__Text excerpt__.
· · · · ·

The conference and the foundation are centered around the 1981 apparition of Mary to six children in the village of Medjugorje, then part of Communist Yugoslavia.
Ivan Dragicevic, one of the original Medjugorje visionaries, told the conference that Mary comes to humanity as "the greatest mother and teacher."
"All of us gathered here today, we carry with us crosses, illnesses, difficulties," he said with the help of an interpreter. "We've brought them all here to Our Mother so that she can pray and intercede before her son, because she is the best intercessor for all of us."
He recalled his experience witnessing Mary at such a young age.
"Just to look upon Our Lady," he said, "to be with her and before her, means to be in awe of her beauty."
He and the other children asked Mary, "Why are you so beautiful?"
"My dear children," she replied to them, "I am beautiful because I love. If you love also, then you will be beautiful."
Mary told the children that humanity's greatest crisis is one of faith, and that humanity, "the lungs of the church," must turn back to God. She encouraged prayer for universal peace, fasting, penance, forgiveness, attending Mass, and reading Scripture as a family. If humanity's relationship with God falters, she said, then humanity is at risk of destroying itself.
Dragicevic said that Mary is more concerned about the world than ever, due to the present "war in her homeland."
"Our Lady is trying to lead us out of the spiritual coma the world is in," he said.
In his talk, Msgr. Rossetti warned Catholics not to scoff at the existence of demons, but not to fear them either. As an exorcist, he does not fear demons, but demons fear Mary more than anyone else.
"Of course, you get roughed up a bit" on the job, he said, "but it's minor. The only things that happen to you are what God allows."
He also cleared up Hollywood misconceptions about exorcism. He explained that people who are "fully possessed" by demons should see a priest, but people with a "demonic issue" that is not possession should pray prayers of deliverance. Such prayers are available on his free Catholic Exorcism phone app.
"Exorcism is a prayer," he said.
Msgr. Rossetti, who has accounts on Facebook, X (formerly Twitter), Instagram, and TikTok, said that social media is a key tool for evangelization in the 21st century.
"That's where they're at today," he said. "They're on social media, they're on their phones."
He said his TikTok presence is especially important due to "WitchTok," a subculture of TikTok users who post videos of themselves performing witchcraft.
"My bottle of holy water isn't big enough," he said.
To gasps of shock from his audience, he described "demonic" behaviors among young people, such as satanic tattoos and occult practices, such as the use of Ouija boards. The solution, he said, is for priests to show their flocks that they do not fear demons.
"That's what we do," he said. "We cast out demons, and we preach the good news. If you haven't riled Satan in your life, are you preaching the good news?"
Bishop Mark O'Connell celebrated Mass at the conference. Wearing white vestments in honor of Mary, he said that Cardinal Seán P. O'Malley was "thrilled" by such a gathering taking place in his archdiocese. Cardinal O'Malley could not attend in person because he was in Rome participating in the Synod on Synodality.

· · · · ·

Rows from a data collection:
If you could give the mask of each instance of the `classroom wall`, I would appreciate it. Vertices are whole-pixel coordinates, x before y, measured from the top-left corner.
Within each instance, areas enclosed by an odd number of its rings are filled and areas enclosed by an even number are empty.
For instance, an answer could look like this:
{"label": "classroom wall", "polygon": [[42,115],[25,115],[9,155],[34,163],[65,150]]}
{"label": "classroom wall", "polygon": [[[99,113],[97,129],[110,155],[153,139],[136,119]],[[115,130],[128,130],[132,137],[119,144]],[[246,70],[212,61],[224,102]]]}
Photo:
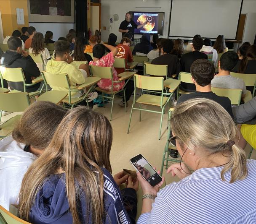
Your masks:
{"label": "classroom wall", "polygon": [[[16,8],[23,8],[24,10],[24,25],[17,24]],[[28,26],[28,14],[27,1],[21,0],[1,0],[0,9],[2,19],[3,31],[4,37],[11,36],[16,29],[21,31],[23,26]]]}
{"label": "classroom wall", "polygon": [[70,29],[75,29],[75,23],[29,23],[29,26],[35,27],[37,32],[44,36],[46,31],[50,30],[53,33],[53,40],[56,41],[60,36],[66,37]]}
{"label": "classroom wall", "polygon": [[[146,1],[142,1],[141,0],[128,1],[101,0],[101,39],[104,41],[107,41],[108,36],[111,33],[114,33],[117,36],[117,42],[120,41],[122,34],[121,33],[118,32],[118,29],[120,23],[124,20],[125,13],[128,11],[164,12],[165,24],[163,36],[167,37],[168,36],[171,0],[148,0]],[[143,8],[138,8],[136,7]],[[161,7],[161,8],[155,8],[154,7]],[[255,12],[256,12],[256,0],[244,0],[241,13],[246,14],[248,13]],[[119,21],[110,23],[109,19],[115,14],[118,15]],[[182,12],[181,12],[181,16]],[[112,28],[111,30],[110,26]],[[102,30],[103,26],[106,27],[106,30]],[[135,38],[140,36],[141,35],[135,35]]]}

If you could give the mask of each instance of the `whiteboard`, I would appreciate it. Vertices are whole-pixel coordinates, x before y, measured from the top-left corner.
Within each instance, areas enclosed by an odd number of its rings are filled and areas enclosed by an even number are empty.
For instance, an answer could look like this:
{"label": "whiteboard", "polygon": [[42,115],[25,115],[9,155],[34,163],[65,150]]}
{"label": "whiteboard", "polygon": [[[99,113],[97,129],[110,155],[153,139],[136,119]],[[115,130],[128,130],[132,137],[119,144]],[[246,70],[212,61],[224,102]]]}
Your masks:
{"label": "whiteboard", "polygon": [[235,39],[243,0],[172,0],[169,36]]}

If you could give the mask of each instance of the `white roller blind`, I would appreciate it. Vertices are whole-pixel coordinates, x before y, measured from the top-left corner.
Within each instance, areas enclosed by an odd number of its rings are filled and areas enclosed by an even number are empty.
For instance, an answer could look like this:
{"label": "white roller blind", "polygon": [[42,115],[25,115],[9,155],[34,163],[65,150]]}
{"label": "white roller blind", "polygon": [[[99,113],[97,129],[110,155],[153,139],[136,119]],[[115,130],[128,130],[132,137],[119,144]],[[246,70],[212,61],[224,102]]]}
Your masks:
{"label": "white roller blind", "polygon": [[235,39],[242,0],[173,0],[169,36]]}

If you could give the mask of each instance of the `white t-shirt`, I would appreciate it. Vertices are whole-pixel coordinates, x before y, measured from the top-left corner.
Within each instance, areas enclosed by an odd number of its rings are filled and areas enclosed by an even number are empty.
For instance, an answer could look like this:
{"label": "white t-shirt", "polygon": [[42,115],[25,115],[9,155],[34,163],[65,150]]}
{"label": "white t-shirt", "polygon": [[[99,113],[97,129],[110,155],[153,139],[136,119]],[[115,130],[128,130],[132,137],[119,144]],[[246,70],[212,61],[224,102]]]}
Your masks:
{"label": "white t-shirt", "polygon": [[[33,53],[33,49],[32,47],[29,47],[29,52]],[[51,55],[50,55],[50,53],[49,52],[49,51],[48,49],[46,47],[45,47],[45,49],[42,51],[40,52],[40,54],[42,55],[43,56],[43,63],[44,65],[46,65],[46,64],[47,64],[47,62],[48,60],[47,59],[51,59]],[[37,63],[37,66],[40,70],[40,71],[43,71],[44,70],[43,65],[42,65],[40,63]]]}

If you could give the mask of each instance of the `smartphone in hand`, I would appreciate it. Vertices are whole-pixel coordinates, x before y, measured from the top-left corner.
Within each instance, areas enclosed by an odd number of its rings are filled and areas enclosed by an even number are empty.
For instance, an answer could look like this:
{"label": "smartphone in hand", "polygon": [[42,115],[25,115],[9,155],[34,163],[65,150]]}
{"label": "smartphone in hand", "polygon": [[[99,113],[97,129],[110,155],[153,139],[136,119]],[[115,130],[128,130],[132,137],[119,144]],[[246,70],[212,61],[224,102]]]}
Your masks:
{"label": "smartphone in hand", "polygon": [[132,158],[130,161],[151,186],[154,186],[162,181],[161,176],[141,154],[139,154]]}

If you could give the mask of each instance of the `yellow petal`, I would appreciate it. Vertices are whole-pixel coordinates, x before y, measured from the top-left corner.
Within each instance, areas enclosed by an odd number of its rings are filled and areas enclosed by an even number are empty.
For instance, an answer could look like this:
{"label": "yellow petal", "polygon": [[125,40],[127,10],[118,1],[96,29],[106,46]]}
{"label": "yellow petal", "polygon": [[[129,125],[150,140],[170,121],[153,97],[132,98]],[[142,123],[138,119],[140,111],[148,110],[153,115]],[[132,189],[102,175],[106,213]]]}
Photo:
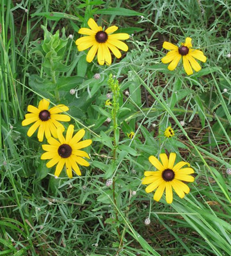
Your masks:
{"label": "yellow petal", "polygon": [[69,110],[69,107],[63,104],[60,104],[60,105],[57,105],[54,107],[51,107],[49,109],[49,112],[51,114],[58,114],[62,112],[68,111]]}
{"label": "yellow petal", "polygon": [[183,56],[183,65],[184,66],[184,70],[185,70],[187,75],[189,76],[190,75],[192,75],[193,74],[192,69],[191,69],[187,58],[187,56],[186,56],[185,55],[184,56]]}
{"label": "yellow petal", "polygon": [[91,29],[86,28],[82,28],[79,30],[78,33],[79,34],[87,34],[88,35],[95,35],[96,32]]}
{"label": "yellow petal", "polygon": [[91,62],[94,59],[94,56],[97,53],[97,50],[99,47],[99,43],[94,44],[93,46],[90,49],[87,55],[87,61],[88,62]]}
{"label": "yellow petal", "polygon": [[[150,177],[147,177],[147,178],[150,178]],[[150,193],[156,189],[163,181],[163,179],[161,178],[159,178],[153,181],[151,184],[148,186],[145,189],[145,192],[146,193]]]}
{"label": "yellow petal", "polygon": [[168,168],[168,159],[166,154],[160,154],[160,158],[162,162],[162,164],[165,169]]}
{"label": "yellow petal", "polygon": [[117,39],[118,40],[125,40],[129,38],[129,35],[126,33],[118,33],[118,34],[110,34],[109,39]]}
{"label": "yellow petal", "polygon": [[188,167],[190,167],[190,164],[188,163],[188,162],[181,161],[181,162],[177,163],[176,166],[173,167],[172,170],[175,172],[177,172],[178,170],[180,169],[181,167],[183,167],[185,164],[187,164]]}
{"label": "yellow petal", "polygon": [[164,171],[164,167],[161,164],[160,161],[154,156],[150,156],[148,158],[150,162],[159,171]]}
{"label": "yellow petal", "polygon": [[189,49],[188,54],[203,62],[205,62],[206,61],[206,57],[204,55],[204,53],[199,50]]}
{"label": "yellow petal", "polygon": [[166,49],[166,50],[178,50],[178,47],[176,45],[171,43],[169,43],[168,42],[164,42],[164,43],[163,44],[163,48]]}
{"label": "yellow petal", "polygon": [[166,181],[162,181],[162,183],[160,184],[155,193],[154,194],[153,199],[156,201],[159,202],[163,195],[164,193],[164,189],[165,188]]}
{"label": "yellow petal", "polygon": [[192,68],[196,71],[198,72],[201,69],[201,67],[199,64],[198,62],[190,54],[187,55],[187,58],[189,61],[190,64],[191,64]]}
{"label": "yellow petal", "polygon": [[54,157],[51,160],[50,160],[50,161],[47,163],[46,166],[48,168],[50,168],[51,167],[52,167],[52,166],[54,166],[54,164],[56,164],[56,163],[57,163],[60,160],[61,160],[61,157],[58,155],[56,157]]}
{"label": "yellow petal", "polygon": [[32,136],[37,130],[37,127],[40,125],[41,122],[42,121],[39,120],[31,125],[27,132],[27,136],[29,137]]}
{"label": "yellow petal", "polygon": [[173,61],[168,65],[168,69],[171,71],[175,69],[177,67],[177,66],[179,62],[180,61],[180,60],[181,59],[181,55],[180,54],[179,54],[177,56],[176,56]]}
{"label": "yellow petal", "polygon": [[170,51],[168,52],[166,56],[161,59],[161,61],[163,63],[169,63],[171,62],[174,58],[177,57],[179,55],[179,52],[178,51],[175,50],[173,50],[172,51]]}
{"label": "yellow petal", "polygon": [[111,33],[113,33],[114,31],[116,31],[118,29],[118,27],[116,26],[112,26],[111,27],[109,27],[109,28],[106,29],[105,32],[107,34],[110,34]]}
{"label": "yellow petal", "polygon": [[65,159],[64,158],[61,158],[56,167],[55,171],[54,172],[54,176],[56,176],[57,177],[60,176],[60,173],[63,170],[65,163]]}
{"label": "yellow petal", "polygon": [[108,37],[107,42],[123,51],[127,51],[128,50],[128,47],[125,43],[117,39],[111,39]]}
{"label": "yellow petal", "polygon": [[110,44],[110,43],[108,43],[107,42],[106,43],[106,45],[109,47],[110,50],[112,52],[113,54],[118,59],[120,59],[120,58],[121,57],[121,52],[118,50],[118,49],[114,46],[112,45],[111,44]]}
{"label": "yellow petal", "polygon": [[28,112],[31,112],[32,113],[37,114],[39,114],[40,113],[40,109],[38,109],[38,108],[37,108],[32,105],[29,105],[29,106],[27,107],[27,111]]}
{"label": "yellow petal", "polygon": [[178,180],[174,179],[171,181],[171,184],[176,193],[181,198],[183,198],[185,196],[185,194],[181,188],[180,184],[179,185],[178,184]]}
{"label": "yellow petal", "polygon": [[70,120],[70,117],[67,115],[59,114],[52,114],[50,115],[51,120],[54,119],[57,121],[63,121],[63,122],[68,122]]}
{"label": "yellow petal", "polygon": [[105,56],[104,54],[104,44],[103,43],[99,44],[99,50],[97,58],[100,65],[103,65],[104,64]]}
{"label": "yellow petal", "polygon": [[172,203],[172,190],[170,182],[166,182],[165,194],[166,202],[168,204],[171,204]]}
{"label": "yellow petal", "polygon": [[184,44],[184,45],[188,48],[191,47],[192,45],[191,45],[191,38],[186,38],[185,39],[185,43]]}
{"label": "yellow petal", "polygon": [[90,27],[91,29],[93,30],[94,31],[97,32],[98,31],[101,31],[102,29],[100,29],[101,27],[99,27],[96,23],[96,22],[93,20],[93,19],[89,19],[88,21],[87,22],[87,24],[88,26]]}

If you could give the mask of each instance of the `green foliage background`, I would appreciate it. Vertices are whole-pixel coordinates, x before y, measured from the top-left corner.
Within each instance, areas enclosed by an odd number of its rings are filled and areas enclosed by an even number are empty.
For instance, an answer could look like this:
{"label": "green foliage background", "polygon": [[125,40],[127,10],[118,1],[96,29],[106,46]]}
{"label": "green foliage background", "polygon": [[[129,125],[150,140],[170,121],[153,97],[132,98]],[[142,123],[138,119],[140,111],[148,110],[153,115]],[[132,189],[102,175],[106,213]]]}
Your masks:
{"label": "green foliage background", "polygon": [[[1,2],[0,255],[229,254],[230,4]],[[87,51],[75,45],[92,17],[131,35],[128,52],[110,66],[87,63]],[[161,62],[164,41],[187,36],[207,57],[190,77],[182,65],[170,71]],[[105,105],[111,74],[120,86],[116,161],[113,122],[106,121],[112,107]],[[21,125],[28,105],[43,98],[68,106],[69,123],[93,141],[90,167],[81,177],[69,179],[64,170],[55,179],[53,168],[40,159],[36,135],[28,137]],[[166,139],[170,125],[176,135]],[[164,196],[153,201],[141,185],[144,171],[153,170],[148,157],[165,152],[176,152],[196,173],[190,193],[174,195],[170,205]],[[108,179],[114,180],[116,202]]]}

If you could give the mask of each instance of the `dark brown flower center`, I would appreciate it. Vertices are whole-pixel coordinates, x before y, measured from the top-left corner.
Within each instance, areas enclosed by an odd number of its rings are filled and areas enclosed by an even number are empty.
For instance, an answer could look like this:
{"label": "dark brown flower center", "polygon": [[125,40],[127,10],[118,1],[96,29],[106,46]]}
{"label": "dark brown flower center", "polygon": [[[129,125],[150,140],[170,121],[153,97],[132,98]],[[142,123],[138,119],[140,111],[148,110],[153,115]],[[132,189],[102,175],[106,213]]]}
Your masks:
{"label": "dark brown flower center", "polygon": [[43,110],[40,112],[38,117],[42,121],[47,121],[50,119],[50,114],[47,110]]}
{"label": "dark brown flower center", "polygon": [[69,157],[72,152],[72,149],[67,144],[62,144],[58,149],[58,154],[63,158]]}
{"label": "dark brown flower center", "polygon": [[170,181],[172,180],[175,176],[174,172],[171,169],[165,169],[162,172],[162,178],[165,181]]}
{"label": "dark brown flower center", "polygon": [[182,56],[187,54],[188,53],[188,48],[186,46],[181,46],[178,48],[179,53]]}
{"label": "dark brown flower center", "polygon": [[95,40],[98,43],[105,43],[108,38],[107,33],[104,31],[99,31],[95,34]]}

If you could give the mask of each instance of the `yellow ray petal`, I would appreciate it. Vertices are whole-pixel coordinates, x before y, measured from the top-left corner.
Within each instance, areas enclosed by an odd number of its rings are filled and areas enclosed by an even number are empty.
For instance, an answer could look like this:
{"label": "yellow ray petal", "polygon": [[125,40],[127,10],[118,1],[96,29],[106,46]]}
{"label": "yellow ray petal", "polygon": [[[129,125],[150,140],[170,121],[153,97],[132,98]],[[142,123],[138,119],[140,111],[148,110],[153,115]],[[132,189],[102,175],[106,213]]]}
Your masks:
{"label": "yellow ray petal", "polygon": [[108,42],[106,42],[106,45],[109,47],[110,50],[112,52],[113,54],[118,59],[121,57],[121,53],[118,49],[114,46],[110,44]]}
{"label": "yellow ray petal", "polygon": [[166,182],[165,194],[166,202],[168,204],[171,204],[172,203],[172,190],[170,182]]}
{"label": "yellow ray petal", "polygon": [[57,156],[54,157],[51,160],[50,160],[50,161],[49,161],[49,162],[47,163],[46,166],[48,168],[50,168],[51,167],[52,167],[52,166],[54,166],[55,164],[56,164],[59,162],[59,161],[61,159],[61,157],[58,155]]}
{"label": "yellow ray petal", "polygon": [[126,40],[129,38],[129,35],[126,33],[118,33],[118,34],[109,34],[108,39],[117,39],[118,40]]}
{"label": "yellow ray petal", "polygon": [[166,50],[178,50],[178,47],[176,45],[168,42],[164,42],[163,48]]}
{"label": "yellow ray petal", "polygon": [[183,56],[183,65],[184,66],[184,70],[186,72],[187,75],[189,76],[192,75],[194,72],[192,69],[191,69],[191,66],[190,65],[189,62],[187,58],[187,56],[185,55]]}
{"label": "yellow ray petal", "polygon": [[107,42],[123,51],[127,51],[128,50],[128,46],[125,43],[117,39],[111,39],[108,38]]}
{"label": "yellow ray petal", "polygon": [[176,193],[181,198],[183,198],[185,196],[185,194],[184,191],[181,189],[180,185],[179,186],[178,180],[176,179],[173,179],[171,181],[171,184]]}
{"label": "yellow ray petal", "polygon": [[161,59],[161,61],[163,63],[169,63],[177,57],[179,54],[178,50],[172,50],[170,51],[166,54],[166,56]]}
{"label": "yellow ray petal", "polygon": [[116,31],[118,28],[118,27],[117,27],[116,26],[111,26],[111,27],[107,28],[107,29],[106,29],[105,32],[107,34],[110,34]]}
{"label": "yellow ray petal", "polygon": [[160,158],[162,162],[162,164],[164,169],[166,169],[168,168],[168,159],[166,154],[160,154]]}
{"label": "yellow ray petal", "polygon": [[37,127],[40,125],[41,122],[42,121],[39,120],[31,125],[27,132],[27,136],[29,137],[32,136],[37,130]]}
{"label": "yellow ray petal", "polygon": [[173,61],[168,66],[168,69],[171,71],[175,69],[177,67],[177,66],[179,62],[180,61],[181,59],[181,54],[179,54],[177,56],[176,56],[176,58],[174,58]]}
{"label": "yellow ray petal", "polygon": [[156,201],[159,202],[163,195],[164,193],[164,189],[165,188],[166,181],[162,181],[162,183],[160,184],[155,193],[154,194],[153,199]]}
{"label": "yellow ray petal", "polygon": [[51,107],[49,109],[49,112],[51,114],[58,114],[61,113],[62,112],[64,112],[65,111],[68,111],[69,110],[69,107],[63,104],[60,104],[59,105],[57,105],[54,107]]}
{"label": "yellow ray petal", "polygon": [[[147,177],[147,178],[150,178],[150,177]],[[163,181],[163,179],[161,178],[159,178],[153,181],[151,184],[148,186],[145,189],[145,192],[146,193],[150,193],[156,189]]]}
{"label": "yellow ray petal", "polygon": [[190,54],[187,55],[187,58],[188,60],[189,61],[190,64],[191,64],[192,68],[196,71],[198,72],[201,69],[201,67],[200,66],[198,62]]}
{"label": "yellow ray petal", "polygon": [[203,62],[206,61],[206,57],[204,55],[203,52],[199,50],[189,49],[188,54]]}
{"label": "yellow ray petal", "polygon": [[98,49],[99,44],[98,43],[95,43],[95,44],[94,44],[90,49],[87,55],[86,60],[88,62],[91,62],[92,61],[94,56],[95,56],[97,50]]}
{"label": "yellow ray petal", "polygon": [[32,113],[37,114],[38,115],[40,113],[40,109],[38,109],[38,108],[37,108],[32,105],[29,105],[29,106],[27,107],[27,111],[28,112],[31,112]]}
{"label": "yellow ray petal", "polygon": [[82,34],[87,34],[88,35],[95,35],[96,32],[89,28],[82,28],[79,30],[78,33]]}
{"label": "yellow ray petal", "polygon": [[148,158],[150,162],[159,171],[164,171],[164,167],[161,164],[160,161],[154,156],[150,156]]}
{"label": "yellow ray petal", "polygon": [[175,153],[171,153],[169,155],[169,159],[168,160],[168,168],[169,169],[172,169],[173,168],[173,166],[175,162],[176,157],[177,155]]}
{"label": "yellow ray petal", "polygon": [[57,177],[59,177],[60,176],[60,173],[63,170],[65,163],[65,159],[64,158],[61,158],[59,161],[59,162],[55,168],[55,171],[54,172],[54,176],[56,176]]}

· · · · ·

__Exercise__.
Answer these questions from the conference report:
1. In what year did the apparition of Mary in Medjugorje take place?
2. What does Dragicevic say makes Mary more concerned about the world than ever?
3. Why could Cardinal O'Malley not attend in person?
These rows have no connection to the conference report.

__Response to this task__.
1. 1981.
2. The present "war in her homeland."
3. He was in Rome participating in the Synod on Synodality.